EXERCISE DETAILS - Turn the material from the line with "the woman appears" to the line with "(83, 163), (359, 494)" into a two-column CSV with the headers text and answer. Give one row per text and its answer, with each value in one quoted field and any line breaks replaced by spaces.

RECORDS SUPPLIED -
****
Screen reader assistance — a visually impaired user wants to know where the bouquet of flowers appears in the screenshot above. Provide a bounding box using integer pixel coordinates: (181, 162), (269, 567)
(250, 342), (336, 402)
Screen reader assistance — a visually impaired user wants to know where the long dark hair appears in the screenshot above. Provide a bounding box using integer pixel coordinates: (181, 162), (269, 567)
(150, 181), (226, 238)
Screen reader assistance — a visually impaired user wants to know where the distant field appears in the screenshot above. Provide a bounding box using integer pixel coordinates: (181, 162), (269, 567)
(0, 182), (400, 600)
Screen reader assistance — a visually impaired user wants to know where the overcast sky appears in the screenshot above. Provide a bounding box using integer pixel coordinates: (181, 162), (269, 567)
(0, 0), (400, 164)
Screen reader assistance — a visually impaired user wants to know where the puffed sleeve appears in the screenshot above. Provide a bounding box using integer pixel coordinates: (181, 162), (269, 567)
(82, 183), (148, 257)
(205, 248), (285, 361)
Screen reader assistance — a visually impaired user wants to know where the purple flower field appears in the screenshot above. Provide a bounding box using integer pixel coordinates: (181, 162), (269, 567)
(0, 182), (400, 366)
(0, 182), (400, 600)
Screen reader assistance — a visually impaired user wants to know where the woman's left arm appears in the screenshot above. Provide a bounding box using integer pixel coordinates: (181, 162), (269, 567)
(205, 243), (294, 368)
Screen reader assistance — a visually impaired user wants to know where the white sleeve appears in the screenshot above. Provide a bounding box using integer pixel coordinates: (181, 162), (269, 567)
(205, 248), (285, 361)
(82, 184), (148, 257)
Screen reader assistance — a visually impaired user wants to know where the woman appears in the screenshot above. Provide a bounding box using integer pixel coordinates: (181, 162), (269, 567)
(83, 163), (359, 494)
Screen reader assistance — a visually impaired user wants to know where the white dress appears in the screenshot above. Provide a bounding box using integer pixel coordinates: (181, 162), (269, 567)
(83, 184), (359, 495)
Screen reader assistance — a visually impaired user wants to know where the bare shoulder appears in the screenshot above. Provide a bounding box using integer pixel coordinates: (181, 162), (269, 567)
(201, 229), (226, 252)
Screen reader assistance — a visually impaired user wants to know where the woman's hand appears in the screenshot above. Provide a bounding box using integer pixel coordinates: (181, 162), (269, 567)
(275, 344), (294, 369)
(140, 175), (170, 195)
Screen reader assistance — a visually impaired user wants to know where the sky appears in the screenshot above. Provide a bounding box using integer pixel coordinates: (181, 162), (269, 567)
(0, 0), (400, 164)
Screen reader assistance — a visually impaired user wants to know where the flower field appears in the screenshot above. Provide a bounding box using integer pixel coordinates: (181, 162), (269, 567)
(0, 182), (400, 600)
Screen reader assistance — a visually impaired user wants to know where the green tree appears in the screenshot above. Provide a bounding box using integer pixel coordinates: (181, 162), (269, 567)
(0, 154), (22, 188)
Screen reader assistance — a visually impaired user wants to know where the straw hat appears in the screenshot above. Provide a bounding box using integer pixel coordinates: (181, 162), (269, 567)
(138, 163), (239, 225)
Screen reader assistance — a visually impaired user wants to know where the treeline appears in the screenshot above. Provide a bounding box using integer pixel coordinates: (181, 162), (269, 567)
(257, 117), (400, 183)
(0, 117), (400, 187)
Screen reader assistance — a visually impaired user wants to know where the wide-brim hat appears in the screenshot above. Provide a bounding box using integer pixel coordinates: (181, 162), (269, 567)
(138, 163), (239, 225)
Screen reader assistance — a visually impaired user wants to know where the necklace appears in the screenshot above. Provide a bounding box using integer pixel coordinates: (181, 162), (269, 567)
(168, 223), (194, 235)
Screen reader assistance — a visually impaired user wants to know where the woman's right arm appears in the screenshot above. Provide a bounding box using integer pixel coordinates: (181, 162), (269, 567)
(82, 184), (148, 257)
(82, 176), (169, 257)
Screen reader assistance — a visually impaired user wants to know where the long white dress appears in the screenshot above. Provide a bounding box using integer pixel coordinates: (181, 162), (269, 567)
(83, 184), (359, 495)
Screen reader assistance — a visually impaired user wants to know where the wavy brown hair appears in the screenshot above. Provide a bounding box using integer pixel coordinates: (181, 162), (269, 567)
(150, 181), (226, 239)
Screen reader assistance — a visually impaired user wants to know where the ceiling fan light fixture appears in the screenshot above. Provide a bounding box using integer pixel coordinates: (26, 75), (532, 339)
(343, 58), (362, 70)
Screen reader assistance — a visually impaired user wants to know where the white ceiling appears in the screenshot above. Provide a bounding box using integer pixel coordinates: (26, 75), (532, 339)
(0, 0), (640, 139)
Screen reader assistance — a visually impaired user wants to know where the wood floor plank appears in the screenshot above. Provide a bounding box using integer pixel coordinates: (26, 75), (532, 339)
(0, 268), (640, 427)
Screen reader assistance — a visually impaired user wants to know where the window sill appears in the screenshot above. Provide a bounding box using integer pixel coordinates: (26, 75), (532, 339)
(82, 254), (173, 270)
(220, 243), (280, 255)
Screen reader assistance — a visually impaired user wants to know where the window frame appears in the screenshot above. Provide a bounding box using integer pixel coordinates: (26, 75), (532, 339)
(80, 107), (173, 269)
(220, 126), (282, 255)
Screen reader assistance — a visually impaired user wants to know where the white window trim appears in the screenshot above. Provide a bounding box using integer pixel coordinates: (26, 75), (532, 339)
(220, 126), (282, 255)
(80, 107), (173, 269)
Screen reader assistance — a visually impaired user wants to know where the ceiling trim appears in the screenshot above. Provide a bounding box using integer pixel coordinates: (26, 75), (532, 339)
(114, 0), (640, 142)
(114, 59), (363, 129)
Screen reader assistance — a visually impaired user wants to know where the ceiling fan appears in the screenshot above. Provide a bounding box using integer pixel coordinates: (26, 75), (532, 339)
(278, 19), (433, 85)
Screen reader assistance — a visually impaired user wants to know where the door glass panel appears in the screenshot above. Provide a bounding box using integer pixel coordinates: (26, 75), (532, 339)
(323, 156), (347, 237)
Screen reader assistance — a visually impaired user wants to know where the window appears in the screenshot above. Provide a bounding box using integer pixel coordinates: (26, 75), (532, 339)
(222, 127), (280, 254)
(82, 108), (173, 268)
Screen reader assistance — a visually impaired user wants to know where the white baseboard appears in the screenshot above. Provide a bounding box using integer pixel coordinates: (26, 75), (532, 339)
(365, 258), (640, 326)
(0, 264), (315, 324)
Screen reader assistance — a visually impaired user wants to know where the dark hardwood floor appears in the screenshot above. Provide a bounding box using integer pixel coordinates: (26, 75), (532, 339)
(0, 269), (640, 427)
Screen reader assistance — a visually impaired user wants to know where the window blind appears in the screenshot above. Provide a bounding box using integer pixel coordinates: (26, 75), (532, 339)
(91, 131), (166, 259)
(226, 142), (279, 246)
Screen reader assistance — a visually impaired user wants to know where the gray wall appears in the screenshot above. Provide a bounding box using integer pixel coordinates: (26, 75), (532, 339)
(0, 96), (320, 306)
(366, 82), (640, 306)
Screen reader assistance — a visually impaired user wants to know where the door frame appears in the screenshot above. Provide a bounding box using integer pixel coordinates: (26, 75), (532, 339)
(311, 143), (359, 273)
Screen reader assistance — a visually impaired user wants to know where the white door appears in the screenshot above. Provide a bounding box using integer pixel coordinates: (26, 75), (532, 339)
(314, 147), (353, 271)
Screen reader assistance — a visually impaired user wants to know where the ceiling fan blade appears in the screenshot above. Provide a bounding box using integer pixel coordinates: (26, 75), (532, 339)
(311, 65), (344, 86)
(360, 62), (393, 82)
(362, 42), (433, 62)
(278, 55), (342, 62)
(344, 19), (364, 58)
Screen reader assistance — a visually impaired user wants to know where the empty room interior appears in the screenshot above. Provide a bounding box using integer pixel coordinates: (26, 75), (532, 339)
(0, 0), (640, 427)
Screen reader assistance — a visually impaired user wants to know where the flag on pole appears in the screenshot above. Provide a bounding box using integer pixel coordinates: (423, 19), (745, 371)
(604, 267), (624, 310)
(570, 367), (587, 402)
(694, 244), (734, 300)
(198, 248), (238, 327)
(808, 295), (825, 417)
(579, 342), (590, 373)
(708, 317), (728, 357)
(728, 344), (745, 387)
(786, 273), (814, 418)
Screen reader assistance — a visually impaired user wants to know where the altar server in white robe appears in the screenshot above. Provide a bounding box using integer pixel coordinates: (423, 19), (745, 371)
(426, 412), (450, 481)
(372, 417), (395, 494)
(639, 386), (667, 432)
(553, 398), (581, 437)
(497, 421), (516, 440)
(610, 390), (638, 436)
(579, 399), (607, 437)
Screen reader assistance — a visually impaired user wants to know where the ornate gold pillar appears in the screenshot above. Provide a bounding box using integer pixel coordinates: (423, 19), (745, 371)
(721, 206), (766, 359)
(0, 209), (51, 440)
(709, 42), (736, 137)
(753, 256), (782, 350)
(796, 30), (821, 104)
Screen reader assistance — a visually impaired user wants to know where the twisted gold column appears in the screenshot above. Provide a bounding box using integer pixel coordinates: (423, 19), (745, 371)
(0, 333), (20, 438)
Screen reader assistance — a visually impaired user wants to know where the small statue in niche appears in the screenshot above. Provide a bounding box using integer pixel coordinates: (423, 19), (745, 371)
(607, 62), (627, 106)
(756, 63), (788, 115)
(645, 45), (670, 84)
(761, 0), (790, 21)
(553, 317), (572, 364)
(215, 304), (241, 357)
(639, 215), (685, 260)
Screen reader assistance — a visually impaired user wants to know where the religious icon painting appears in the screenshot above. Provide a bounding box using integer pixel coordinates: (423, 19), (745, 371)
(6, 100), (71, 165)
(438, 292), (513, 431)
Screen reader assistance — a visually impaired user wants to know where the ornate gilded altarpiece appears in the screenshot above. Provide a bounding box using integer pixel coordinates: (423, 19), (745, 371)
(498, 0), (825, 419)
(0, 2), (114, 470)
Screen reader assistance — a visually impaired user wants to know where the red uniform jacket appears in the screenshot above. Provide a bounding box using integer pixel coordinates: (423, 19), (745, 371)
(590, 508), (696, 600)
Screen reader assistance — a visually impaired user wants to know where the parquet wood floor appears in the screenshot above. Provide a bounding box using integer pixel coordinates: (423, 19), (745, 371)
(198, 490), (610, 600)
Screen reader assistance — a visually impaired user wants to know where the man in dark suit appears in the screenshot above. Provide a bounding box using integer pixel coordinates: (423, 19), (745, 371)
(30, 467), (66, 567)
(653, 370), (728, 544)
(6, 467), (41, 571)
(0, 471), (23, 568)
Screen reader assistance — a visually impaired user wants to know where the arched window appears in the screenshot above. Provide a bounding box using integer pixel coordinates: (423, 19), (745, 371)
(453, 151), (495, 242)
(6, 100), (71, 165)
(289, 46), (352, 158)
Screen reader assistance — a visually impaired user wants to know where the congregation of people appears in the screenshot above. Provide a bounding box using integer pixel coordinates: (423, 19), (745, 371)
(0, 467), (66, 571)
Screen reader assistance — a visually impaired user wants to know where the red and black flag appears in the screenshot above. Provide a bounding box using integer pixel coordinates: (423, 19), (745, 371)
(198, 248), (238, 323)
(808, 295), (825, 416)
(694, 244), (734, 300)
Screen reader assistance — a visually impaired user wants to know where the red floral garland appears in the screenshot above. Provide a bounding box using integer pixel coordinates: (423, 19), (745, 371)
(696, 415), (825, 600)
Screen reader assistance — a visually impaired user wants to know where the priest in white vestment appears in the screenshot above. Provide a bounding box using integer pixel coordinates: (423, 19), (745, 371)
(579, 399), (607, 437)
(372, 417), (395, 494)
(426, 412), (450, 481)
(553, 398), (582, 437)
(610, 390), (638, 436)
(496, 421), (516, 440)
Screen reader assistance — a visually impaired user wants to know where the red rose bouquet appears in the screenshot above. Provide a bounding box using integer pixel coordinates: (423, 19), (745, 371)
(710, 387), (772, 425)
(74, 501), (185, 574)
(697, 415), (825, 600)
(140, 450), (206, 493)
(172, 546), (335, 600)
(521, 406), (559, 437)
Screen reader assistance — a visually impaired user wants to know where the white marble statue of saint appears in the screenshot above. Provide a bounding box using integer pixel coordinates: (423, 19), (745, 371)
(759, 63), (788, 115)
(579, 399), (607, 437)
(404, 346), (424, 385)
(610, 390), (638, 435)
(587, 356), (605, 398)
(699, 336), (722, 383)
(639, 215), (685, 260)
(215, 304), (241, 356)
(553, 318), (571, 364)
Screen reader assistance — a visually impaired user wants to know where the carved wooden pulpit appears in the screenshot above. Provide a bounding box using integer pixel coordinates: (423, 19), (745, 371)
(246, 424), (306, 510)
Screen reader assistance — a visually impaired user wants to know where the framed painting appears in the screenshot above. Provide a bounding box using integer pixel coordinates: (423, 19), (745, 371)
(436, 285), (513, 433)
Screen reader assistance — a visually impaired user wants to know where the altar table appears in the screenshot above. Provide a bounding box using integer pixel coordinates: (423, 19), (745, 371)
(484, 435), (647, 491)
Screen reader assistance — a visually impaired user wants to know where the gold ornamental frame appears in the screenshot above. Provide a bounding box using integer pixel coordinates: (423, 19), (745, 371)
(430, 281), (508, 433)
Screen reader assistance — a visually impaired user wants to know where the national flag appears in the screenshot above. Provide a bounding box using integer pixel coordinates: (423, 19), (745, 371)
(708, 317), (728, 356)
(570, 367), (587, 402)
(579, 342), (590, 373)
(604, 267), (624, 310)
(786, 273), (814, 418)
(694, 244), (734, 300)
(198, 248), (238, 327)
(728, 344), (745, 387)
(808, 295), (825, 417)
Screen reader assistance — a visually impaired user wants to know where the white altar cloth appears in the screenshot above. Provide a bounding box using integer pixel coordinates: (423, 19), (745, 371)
****
TASK RESPONSE -
text,answer
"Screen reader assistance — a visually impaired user wants to know where the woman appears in the screenshot above. Provide a bounding box using integer pixel coordinates: (181, 162), (269, 567)","(83, 163), (359, 494)"